What this task involves:
In the rows below, starting with the line containing "to the floral" and going on through the end of the rows, copy every line with 129 added to each coordinate in the answers.

Records:

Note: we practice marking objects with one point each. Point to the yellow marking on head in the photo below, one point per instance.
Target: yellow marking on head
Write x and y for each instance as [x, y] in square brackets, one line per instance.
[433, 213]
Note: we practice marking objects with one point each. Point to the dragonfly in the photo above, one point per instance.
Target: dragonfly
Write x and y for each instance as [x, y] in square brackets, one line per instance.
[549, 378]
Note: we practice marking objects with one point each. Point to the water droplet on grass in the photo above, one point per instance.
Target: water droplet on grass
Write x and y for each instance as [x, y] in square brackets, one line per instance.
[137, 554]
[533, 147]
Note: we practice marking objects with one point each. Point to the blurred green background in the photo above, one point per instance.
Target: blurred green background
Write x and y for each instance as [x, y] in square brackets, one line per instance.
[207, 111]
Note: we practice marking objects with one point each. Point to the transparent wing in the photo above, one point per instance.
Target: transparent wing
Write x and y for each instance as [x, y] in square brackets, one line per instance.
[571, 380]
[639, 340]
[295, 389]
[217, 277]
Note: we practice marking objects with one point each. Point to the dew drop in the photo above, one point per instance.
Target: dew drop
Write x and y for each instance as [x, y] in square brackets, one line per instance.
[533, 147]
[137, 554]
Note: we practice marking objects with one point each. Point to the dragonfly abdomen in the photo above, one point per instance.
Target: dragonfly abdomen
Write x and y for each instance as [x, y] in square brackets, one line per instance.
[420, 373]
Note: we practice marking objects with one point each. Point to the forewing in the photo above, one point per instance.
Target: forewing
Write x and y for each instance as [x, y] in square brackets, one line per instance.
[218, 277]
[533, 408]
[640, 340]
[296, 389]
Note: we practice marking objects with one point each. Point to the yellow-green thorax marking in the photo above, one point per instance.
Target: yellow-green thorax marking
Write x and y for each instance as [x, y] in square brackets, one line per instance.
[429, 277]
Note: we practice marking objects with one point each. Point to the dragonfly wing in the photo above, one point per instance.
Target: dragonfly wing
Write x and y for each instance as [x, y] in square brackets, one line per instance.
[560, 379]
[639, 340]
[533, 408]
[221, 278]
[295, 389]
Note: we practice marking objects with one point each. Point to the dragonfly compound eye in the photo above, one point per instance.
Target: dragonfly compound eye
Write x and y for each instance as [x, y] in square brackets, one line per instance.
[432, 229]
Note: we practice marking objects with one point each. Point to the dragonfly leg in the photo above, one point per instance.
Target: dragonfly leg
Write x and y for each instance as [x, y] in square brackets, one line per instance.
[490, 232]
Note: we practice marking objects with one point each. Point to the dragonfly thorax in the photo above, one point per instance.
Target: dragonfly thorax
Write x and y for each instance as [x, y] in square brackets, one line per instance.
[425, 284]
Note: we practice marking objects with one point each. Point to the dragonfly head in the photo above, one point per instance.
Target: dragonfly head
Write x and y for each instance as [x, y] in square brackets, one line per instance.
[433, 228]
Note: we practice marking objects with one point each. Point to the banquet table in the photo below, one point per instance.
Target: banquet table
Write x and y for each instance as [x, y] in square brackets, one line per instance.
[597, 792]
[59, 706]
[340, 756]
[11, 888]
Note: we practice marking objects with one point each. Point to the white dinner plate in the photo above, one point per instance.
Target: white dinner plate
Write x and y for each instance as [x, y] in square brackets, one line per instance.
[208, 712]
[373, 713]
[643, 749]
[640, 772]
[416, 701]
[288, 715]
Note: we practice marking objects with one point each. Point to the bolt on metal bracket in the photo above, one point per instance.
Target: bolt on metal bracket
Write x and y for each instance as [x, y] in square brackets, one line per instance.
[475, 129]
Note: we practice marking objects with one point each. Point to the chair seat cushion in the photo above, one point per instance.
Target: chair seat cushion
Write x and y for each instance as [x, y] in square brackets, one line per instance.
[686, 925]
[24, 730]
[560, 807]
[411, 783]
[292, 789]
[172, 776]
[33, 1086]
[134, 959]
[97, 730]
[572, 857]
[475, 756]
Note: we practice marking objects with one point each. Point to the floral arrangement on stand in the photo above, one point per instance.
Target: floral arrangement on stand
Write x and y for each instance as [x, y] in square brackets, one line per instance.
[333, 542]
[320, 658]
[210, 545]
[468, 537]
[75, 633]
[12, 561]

Exercise output:
Note: we practice marking objects with one point each. Point to the floral arrangement on stand in the photo above, one point per instance.
Target: floral arrangement on stand
Write x and y for each instance as [x, y] in square brackets, one line per instance.
[462, 671]
[449, 787]
[339, 674]
[597, 666]
[204, 762]
[141, 690]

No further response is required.